Set tasks:
1. In the anecdotes of the 2nd Massachusetts Infantry, which town did Gordon march his regiment to so it could join General Patterson's army?
2. Copy a passage from the anecdotes of the 2nd Massachusetts Infantry word for word, starting at the words "Westward, Ho!" and stopping after "ADVANCE (July-October, 1861)".
3. Carry on the anecdotes of the 2nd Massachusetts Infantry from the point where they stop.

Source excerpt:
Minie Balls:
Short Anecdotes & Stories of the 2nd Massachusetts Infantry

First Advance (July--Oct. 1861)
Second Advance (Feb.--Mar. 1862)
Autumn, 1862
Fairfax Station (December, 1862)
Stafford Court House (January--May, 1863)
Westward, Ho!
Tullahoma, Tennessee
The Road to Victory

[This is an ongoing project. Other entries will be added as I get to them.]

FIRST ADVANCE (July-October, 1861)

An Undress Parade

When the 2nd Massachusetts crossed the Potomac River for the first time, none of the men ever dreamed they would make this same crossing several more times. The crossing was something of a lark for the officers and soldiers, who divested themselves of their trousers. The scene struck Capt. Richard Cary as comical in the extreme. "I did wish some of Beacon Street-dom could have been there to see."

Patterson's "Grand" Army

Gordon marched his regiment to Martinsburg to join the Army of General Patterson. "The ranks were full, a thousand men, marching in close time to the music of a full band, which echoed through the streets." But what he saw upon his approach shocked him. "As the regiment proceeded, mobs of men, some with shreds of uniform, others with shreds of clothing, lined the roadway and squat upon the fence-rails. I could but look with amazement upon this disorganized mass which formed the grand army of General Patterson as they rushed from field and wood to stare and gaze at the band, the uniform, the steady marching of them men, and their grand equipment."

Dataset section:
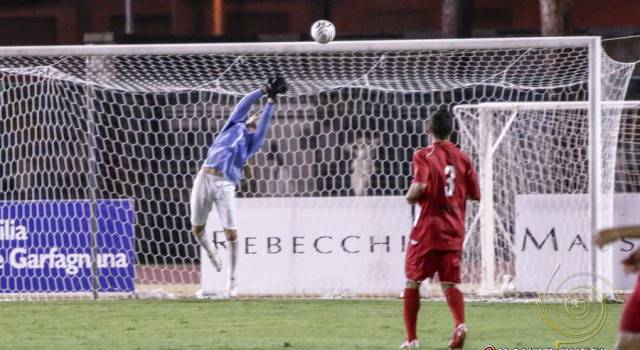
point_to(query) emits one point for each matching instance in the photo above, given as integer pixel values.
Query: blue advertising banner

Answers provided:
1. Martinsburg

2.
Westward, Ho!
Tullahoma, Tennessee
The Road to Victory

[This is an ongoing project. Other entries will be added as I get to them.]

FIRST ADVANCE (July-October, 1861)

3.
Hail, the Conquering Heroes

The 2nd Massachusetts Infantry was the first Federal regiment to enter Harper's Ferry, VA, after its evacuation by the Rebels. Shortly after his arrival, Gordon was presented with an American flag by the ladies of the town. The sacred banner had been sent off to Frederick, MD, for safe-keeping. Gordon and his officers assembled in the square, along with the color-bearer and regimental band, to accept the tribute. Maj. Dwight could not help attaching a great deal of symbolic significance to the event. "Virginia gives an American flag to Massachusetts, and Massachusetts restores the blessings of that flag to Virginia."

Wanted: Regiment With More Discipline and Less Whiskey

While riding in the company of Lt. Col. Batchelder of the 13th Massachusetts, Major Wilder Dwight came upon a regiment whose members had been liberally supplied by the local taverns. "The whole regiment was drunk....A perfect pandemonium was the scene they presented." Dwight and Batchelder did the best they could do for the regiment's beleagured colonel, "but when one soldier, in a quarrelsome or pleasant vein, shot another through his body, and a third broke the head of fourth with the butt of his musket, we thought discretion the better part of valor, and did not wait to see what the fifth would do."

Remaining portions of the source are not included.